[Document passage]
━━━━━━━━━━━━━━━━━━━━━━━━━━━━━━
The Sostro District (/sl/; Četrtna skupnost Sostro), or simply Sostro, is a district (mestna četrt) of the City Municipality of Ljubljana, the capital of Slovenia. It is named after the former village of Sostro.

==Geography==
The Sostro District is the largest district of the capital and is located in the eastern part of Ljubljana. It is bounded on the west by the A2 Freeway and a line crossing Dobrunje Hill (Dobrunjski hrib) and Zadvor Hill (Zadvorski hrib); on the south by the Municipality of Grosuplje; on the east by the Municipality of Litija; and on the north by a line through the hills south of the Sava and Ljubljanica rivers, Šivnik Creek, and then the Ljubljanica River itself. The district includes the former villages of Dobrunje, Sostro, Zadvor, and Zavoglje.
━━━━━━━━━━━━━━━━━━━━━━━━━━━━━━
[Entries supplied]
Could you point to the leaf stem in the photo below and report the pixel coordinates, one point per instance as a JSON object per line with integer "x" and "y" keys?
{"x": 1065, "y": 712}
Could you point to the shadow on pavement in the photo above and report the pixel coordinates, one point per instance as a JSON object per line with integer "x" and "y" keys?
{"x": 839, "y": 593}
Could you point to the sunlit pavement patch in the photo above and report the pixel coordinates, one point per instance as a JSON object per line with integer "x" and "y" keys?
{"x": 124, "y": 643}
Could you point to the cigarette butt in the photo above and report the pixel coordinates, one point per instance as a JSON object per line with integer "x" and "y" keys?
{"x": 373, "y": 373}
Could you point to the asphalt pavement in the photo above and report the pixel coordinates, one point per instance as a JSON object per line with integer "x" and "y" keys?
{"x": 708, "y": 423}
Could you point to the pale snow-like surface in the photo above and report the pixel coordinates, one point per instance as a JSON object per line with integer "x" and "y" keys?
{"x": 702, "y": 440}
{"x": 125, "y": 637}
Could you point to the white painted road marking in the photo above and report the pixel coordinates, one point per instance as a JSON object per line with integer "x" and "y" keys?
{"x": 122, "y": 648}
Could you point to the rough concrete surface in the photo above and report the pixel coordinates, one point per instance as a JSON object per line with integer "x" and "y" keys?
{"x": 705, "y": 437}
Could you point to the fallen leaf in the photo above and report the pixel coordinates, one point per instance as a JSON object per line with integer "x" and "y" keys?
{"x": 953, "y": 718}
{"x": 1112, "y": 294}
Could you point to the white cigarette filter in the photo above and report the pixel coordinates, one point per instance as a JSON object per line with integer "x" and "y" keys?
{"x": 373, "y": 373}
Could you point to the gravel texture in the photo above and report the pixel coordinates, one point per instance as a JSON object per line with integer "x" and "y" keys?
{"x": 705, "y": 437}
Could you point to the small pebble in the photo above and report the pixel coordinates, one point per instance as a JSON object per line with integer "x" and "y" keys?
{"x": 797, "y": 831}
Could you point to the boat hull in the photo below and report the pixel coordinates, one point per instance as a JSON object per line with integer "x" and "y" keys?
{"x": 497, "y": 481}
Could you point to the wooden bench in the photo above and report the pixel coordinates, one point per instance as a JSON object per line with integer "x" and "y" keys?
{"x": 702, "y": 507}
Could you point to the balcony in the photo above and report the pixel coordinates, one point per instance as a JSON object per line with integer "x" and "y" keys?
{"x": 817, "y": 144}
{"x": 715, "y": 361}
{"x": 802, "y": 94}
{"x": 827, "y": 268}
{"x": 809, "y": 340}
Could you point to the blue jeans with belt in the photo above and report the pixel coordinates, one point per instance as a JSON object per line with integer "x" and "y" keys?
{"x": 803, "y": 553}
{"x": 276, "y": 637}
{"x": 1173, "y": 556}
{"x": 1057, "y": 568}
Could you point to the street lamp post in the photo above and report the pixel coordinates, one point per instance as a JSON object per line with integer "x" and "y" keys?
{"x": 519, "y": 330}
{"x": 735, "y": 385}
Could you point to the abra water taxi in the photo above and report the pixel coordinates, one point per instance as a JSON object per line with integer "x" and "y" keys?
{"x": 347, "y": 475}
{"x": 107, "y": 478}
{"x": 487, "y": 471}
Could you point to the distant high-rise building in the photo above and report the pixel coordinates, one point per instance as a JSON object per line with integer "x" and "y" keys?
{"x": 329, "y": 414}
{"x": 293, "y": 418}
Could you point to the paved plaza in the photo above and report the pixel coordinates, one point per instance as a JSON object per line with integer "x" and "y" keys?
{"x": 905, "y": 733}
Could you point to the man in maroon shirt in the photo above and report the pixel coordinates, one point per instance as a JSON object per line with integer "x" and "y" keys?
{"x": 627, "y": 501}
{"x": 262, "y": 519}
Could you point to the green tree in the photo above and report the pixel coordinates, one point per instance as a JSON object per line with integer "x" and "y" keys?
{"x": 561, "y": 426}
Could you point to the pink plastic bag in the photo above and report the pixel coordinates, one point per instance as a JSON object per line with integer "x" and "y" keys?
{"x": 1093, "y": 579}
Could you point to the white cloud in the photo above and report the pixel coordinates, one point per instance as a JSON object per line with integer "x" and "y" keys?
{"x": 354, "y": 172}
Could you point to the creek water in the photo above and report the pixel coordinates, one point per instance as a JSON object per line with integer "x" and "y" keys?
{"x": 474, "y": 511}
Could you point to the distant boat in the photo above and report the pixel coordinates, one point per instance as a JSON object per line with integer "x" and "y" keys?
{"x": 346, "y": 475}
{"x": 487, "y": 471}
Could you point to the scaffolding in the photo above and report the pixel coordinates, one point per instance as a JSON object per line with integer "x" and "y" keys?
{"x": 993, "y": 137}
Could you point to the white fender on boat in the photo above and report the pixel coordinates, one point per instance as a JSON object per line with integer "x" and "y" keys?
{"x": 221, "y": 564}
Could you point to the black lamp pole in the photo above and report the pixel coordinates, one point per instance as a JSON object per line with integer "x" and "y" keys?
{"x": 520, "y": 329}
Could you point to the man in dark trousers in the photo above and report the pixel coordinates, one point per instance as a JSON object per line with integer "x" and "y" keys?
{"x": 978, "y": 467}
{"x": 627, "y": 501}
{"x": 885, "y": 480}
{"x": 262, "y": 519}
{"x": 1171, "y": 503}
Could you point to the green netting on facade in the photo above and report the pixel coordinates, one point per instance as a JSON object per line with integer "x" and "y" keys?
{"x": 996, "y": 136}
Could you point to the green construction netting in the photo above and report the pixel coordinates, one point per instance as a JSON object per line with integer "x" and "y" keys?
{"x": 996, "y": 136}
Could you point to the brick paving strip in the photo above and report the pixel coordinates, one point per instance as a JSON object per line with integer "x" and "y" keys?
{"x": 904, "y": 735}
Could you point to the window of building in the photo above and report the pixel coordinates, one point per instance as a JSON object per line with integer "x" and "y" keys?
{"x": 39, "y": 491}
━━━━━━━━━━━━━━━━━━━━━━━━━━━━━━
[Required action A]
Answer these questions from the passage on the Sostro District:
(i) What is the district named after?
(ii) Which municipality bounds the district on the east?
(iii) Which former villages does the district include?
[Required action B]
Pick up the passage on the Sostro District after its last sentence and carry it on.

[Written reply A]
(i) The former village of Sostro.
(ii) The Municipality of Litija.
(iii) Dobrunje, Sostro, Zadvor, and Zavoglje.

[Written reply B]
The Sostro area is extensively forested and for this reason it is sometimes styled the "green lungs of Ljubljana." Historically, the wood from these forests was used for building houses, stables, and beehives, and as a basis for various crafts. Even nowadays, local people gather berries, mushrooms, and chestnuts here and sell them at the Ljubljana market.

===Lehnjak Falls===
Near the village of Volavlje is Lehnjak Falls (Lehnjakov slap). This typical karst phenomenon is covered in moss.

==Agriculture==
Sostro also has apple, peach, cherry, and other fruit orchards. The local community organizes fruit festivals, the most popular being the Strawberry Festival in Janče.